BEGIN TEXT TO READ

NCUA Budget Briefing: Staff Provide Details, Respond to Board Questions

ALEXANDRIA, Va.–NCUA staff provided greater detail around what the agency is proposing with its 2023-2024 budgets, and then responded to questions from all three NCUA board members during the agency’s budget briefing here.

As CUToday.info has been reporting, NCUA earlier announced a proposed combined 2023 staff draft budget of $367.0 million, an 8.1% increase from the 2022 staff budget.  NCUA’s proposed operating budget is $350.8 million, which is 9.6% higher than in 2022.

The proposed 2023 capital budget is $11.2 million, or 14.1% lower than in 2022. The proposed Share Insurance Fund administrative budget is $4.9 million, or 21.5% lower than in 2022, NCUA said.

Jim Holm

Providing the staff presentation was Jim Holm, director of budget and performance in the Office of the Chief Financial Officer.

The key themes in the proposed budget, according to Holm:

  • Specialized examination and analytics staff both in the field and at headquarters dedicated to areas of emerging complexity and risk
  • Expanded and ongoing efforts to ensure robust cybersecurity
  • Resources for NCUA’s Advancing Communities through Credit, Education, Stability and Support (ACCESS) initiative
  • Additional staff for continued enhancements to NCUA’s fair lending program
  • Critical investments in new information technology systems and infrastructures to its data reporting services and Model Examination and Risk Identification Tool (MERIT)

END TEXT TO READ
BEGIN RAW RECORDS

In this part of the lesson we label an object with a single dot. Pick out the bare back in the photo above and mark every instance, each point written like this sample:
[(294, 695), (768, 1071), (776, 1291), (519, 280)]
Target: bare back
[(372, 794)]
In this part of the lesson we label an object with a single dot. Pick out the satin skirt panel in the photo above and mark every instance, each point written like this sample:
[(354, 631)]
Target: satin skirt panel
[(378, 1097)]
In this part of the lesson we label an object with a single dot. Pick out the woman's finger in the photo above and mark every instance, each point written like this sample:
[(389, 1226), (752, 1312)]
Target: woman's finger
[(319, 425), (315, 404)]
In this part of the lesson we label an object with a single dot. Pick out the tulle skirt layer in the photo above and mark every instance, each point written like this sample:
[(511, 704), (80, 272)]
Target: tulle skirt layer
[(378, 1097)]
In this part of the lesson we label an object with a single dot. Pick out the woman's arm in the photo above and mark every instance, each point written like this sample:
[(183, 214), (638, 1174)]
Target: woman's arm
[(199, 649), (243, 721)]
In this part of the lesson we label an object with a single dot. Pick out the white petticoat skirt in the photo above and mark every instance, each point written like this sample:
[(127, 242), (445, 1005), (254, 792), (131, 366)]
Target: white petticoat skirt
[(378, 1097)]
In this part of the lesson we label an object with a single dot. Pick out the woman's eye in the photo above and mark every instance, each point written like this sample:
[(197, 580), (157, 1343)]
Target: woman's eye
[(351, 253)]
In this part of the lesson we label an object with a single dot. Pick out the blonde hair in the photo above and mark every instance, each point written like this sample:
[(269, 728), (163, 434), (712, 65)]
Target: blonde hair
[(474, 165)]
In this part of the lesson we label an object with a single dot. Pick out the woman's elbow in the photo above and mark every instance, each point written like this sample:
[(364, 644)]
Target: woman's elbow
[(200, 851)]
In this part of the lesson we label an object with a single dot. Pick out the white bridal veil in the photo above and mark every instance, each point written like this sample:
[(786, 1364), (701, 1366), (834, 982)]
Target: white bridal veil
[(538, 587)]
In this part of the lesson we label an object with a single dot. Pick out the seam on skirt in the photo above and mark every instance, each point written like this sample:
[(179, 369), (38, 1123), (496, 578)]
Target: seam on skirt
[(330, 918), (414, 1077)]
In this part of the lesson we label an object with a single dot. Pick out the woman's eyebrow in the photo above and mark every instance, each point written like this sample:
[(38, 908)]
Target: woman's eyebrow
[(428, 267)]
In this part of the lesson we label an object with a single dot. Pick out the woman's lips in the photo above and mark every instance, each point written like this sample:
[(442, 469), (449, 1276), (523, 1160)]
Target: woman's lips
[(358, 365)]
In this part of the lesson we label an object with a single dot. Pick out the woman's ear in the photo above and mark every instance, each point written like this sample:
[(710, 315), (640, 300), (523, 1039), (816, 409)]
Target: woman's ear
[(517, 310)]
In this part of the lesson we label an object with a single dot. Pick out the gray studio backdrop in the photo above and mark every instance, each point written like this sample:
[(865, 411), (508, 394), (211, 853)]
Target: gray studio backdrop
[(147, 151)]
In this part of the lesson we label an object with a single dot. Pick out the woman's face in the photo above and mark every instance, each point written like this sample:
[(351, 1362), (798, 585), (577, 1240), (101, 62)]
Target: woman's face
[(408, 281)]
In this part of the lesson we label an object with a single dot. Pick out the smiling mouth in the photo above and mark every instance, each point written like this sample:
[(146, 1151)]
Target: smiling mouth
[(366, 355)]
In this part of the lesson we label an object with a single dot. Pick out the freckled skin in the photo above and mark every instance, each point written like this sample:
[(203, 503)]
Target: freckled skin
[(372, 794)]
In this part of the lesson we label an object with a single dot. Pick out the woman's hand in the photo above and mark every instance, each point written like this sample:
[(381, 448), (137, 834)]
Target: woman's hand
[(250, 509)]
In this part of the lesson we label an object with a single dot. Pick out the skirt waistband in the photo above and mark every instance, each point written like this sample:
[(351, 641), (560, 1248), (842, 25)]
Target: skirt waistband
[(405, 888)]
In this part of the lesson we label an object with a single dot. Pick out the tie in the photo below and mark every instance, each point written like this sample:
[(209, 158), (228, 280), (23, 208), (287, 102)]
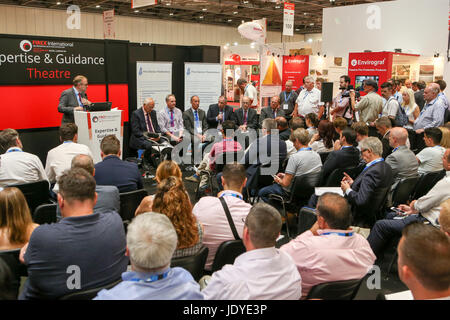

END RAW RECORDS

**WHAT IS ASKED**.
Write out the passage of the NCUA budget briefing text between "NCUA Budget Briefing: Staff" and "budget briefing here.", inclusive, word for word. The entries stand apart from the budget briefing text and are separate material.

**OUTPUT BELOW**.
NCUA Budget Briefing: Staff Provide Details, Respond to Board Questions

ALEXANDRIA, Va.–NCUA staff provided greater detail around what the agency is proposing with its 2023-2024 budgets, and then responded to questions from all three NCUA board members during the agency’s budget briefing here.